#### [TASK STATEMENT]
Return the records, each one exactly as written.

#### [MATERIAL FOR THIS EXERCISE]

· · ·

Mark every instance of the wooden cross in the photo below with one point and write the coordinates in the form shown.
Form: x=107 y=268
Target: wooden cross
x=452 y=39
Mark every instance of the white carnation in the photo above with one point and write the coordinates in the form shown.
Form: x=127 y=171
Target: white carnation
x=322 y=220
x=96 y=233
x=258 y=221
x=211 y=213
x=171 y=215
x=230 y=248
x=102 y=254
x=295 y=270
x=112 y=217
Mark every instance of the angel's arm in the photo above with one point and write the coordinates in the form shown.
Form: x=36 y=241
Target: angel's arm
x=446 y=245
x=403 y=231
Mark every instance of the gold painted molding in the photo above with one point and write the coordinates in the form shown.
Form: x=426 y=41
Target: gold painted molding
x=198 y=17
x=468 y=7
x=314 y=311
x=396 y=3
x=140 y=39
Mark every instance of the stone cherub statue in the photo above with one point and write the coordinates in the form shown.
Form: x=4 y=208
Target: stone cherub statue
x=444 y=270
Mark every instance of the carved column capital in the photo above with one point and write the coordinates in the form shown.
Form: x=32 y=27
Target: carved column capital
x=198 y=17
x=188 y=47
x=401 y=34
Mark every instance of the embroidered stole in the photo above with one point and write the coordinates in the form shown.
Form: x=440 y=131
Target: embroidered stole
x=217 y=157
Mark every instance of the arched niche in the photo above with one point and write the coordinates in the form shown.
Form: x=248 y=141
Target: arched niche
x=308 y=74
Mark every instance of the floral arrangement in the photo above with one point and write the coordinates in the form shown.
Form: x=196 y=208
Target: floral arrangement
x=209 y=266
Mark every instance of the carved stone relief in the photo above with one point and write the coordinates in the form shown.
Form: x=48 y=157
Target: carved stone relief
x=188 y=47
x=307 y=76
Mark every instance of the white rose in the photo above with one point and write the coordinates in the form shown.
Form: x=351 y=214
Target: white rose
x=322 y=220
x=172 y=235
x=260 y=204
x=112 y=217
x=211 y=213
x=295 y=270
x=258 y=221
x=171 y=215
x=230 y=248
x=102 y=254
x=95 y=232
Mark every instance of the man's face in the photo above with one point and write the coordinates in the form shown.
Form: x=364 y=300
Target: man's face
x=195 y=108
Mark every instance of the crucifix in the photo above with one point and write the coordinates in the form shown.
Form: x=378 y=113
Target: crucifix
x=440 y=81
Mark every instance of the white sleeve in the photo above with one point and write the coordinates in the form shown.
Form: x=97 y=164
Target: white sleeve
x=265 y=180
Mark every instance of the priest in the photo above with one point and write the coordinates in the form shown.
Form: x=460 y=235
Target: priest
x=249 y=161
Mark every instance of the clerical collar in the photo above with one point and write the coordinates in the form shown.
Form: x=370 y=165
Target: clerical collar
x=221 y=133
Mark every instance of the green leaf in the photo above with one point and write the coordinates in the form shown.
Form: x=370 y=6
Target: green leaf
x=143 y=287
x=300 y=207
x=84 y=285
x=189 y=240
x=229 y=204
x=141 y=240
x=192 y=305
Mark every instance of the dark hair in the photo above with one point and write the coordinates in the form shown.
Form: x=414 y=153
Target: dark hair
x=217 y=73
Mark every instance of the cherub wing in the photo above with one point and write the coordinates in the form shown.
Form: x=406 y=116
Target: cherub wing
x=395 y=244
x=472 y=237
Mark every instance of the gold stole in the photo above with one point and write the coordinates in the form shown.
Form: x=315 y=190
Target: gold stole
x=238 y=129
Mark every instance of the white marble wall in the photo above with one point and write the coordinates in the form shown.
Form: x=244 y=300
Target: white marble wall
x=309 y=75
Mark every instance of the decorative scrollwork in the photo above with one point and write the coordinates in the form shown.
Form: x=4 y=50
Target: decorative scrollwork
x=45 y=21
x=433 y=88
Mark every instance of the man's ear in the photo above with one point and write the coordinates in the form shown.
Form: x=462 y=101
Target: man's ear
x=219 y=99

· · ·

#### [ANSWER BELOW]
Mark every instance of the wooden cross in the photo below with one point and write the coordinates in the form shown.
Form: x=107 y=268
Target: wooden cross
x=452 y=39
Mark every instance of the white carnation in the photo above with one point and write the coordinates in the form shown.
Form: x=127 y=171
Target: white carnation
x=322 y=220
x=96 y=233
x=258 y=221
x=211 y=213
x=171 y=215
x=230 y=248
x=102 y=254
x=295 y=270
x=112 y=217
Mark every instance of the angel's arm in the photo above with one point and write the coordinates in the form shown.
Form: x=36 y=241
Target: angel's arm
x=446 y=245
x=403 y=231
Mark every instance of the gold painted molding in the photo above with one point and write the coordinates in the form shown.
Form: x=426 y=41
Target: gold painted molding
x=198 y=17
x=468 y=7
x=314 y=311
x=396 y=3
x=140 y=39
Mark every instance of the stone cherub statue in the photo above with one point and write the coordinates in the form shown.
Form: x=4 y=208
Target: stone cherub statue
x=444 y=270
Mark every instance of the carved column capital in the photo above with one point and write the coordinates in the form shown.
Form: x=32 y=27
Target: carved column capital
x=198 y=17
x=188 y=47
x=401 y=34
Mark every instance of the embroidered stole in the photo above with one point and write the coordinates in the form shown.
Form: x=440 y=131
Target: embroidered stole
x=217 y=157
Mark every instance of the arched niche in the photo above with one point and write the coordinates in the form shown.
Form: x=248 y=141
Target: arched niche
x=308 y=74
Mark every instance of the floral arrangement in the photo above with one point and write the coordinates in the form shown.
Form: x=196 y=208
Target: floral arrangement
x=209 y=266
Mark every instance of the carved stone relief in the photo above with one point and write the coordinates in the form shown.
Form: x=48 y=157
Target: carved stone relief
x=188 y=47
x=307 y=76
Mark every instance of the white rose in the photo above with one point and write the coordinates in the form shown.
Form: x=351 y=214
Target: white rose
x=322 y=220
x=172 y=235
x=260 y=204
x=112 y=217
x=211 y=213
x=295 y=270
x=258 y=221
x=171 y=215
x=230 y=248
x=102 y=254
x=95 y=232
Mark every instance of the man's face in the photo above with one point and write the coordinates in the form shown.
Form: x=364 y=300
Target: man's face
x=195 y=108
Mark every instance of the crucifix in the photo above with one point and write the coordinates in the form shown.
Form: x=378 y=113
Target: crucifix
x=440 y=81
Mark every instance of the white sleeve in the photo above with one point and write the coordinates in the form shown.
Form: x=97 y=164
Target: white sleeve
x=265 y=180
Mark every instance of the priest in the photo above with one point and write the coordinates in the form shown.
Form: x=460 y=235
Target: priest
x=249 y=161
Mark every instance of the clerical collar in the photo above with one point and write the coordinates in the form shown.
Form: x=370 y=165
Target: clerical collar
x=221 y=133
Mark every instance of the green leaf in the photo above with one point and write the coordinates in the form shown.
Form: x=370 y=6
Target: green leaf
x=143 y=287
x=300 y=207
x=84 y=285
x=189 y=240
x=229 y=204
x=141 y=240
x=192 y=305
Mark every instance of the dark hair in the photo above with one point and write the coordinates in the form shown.
Form: x=414 y=153
Target: dark hair
x=217 y=73
Mark every instance of the cherub wing in the photo above with one point and write the coordinates in the form shown.
Form: x=406 y=116
Target: cherub wing
x=395 y=244
x=472 y=237
Mark every instance of the gold stole in the photo above with one point and write the coordinates in the form shown.
Form: x=315 y=190
Target: gold stole
x=238 y=129
Mark every instance of the white marble wall in the photo above with one point and write the coordinates in the form shown.
Form: x=244 y=300
Target: white marble wall
x=309 y=75
Mark every instance of the decorative scrollwork in the photo above with one point and write the coordinates in the form shown.
Form: x=4 y=50
Target: decorative scrollwork
x=45 y=21
x=433 y=88
Mark every instance of the man's ear in the photo above with one point and write the coordinates in the form shown.
Form: x=462 y=101
Target: man's ear
x=219 y=99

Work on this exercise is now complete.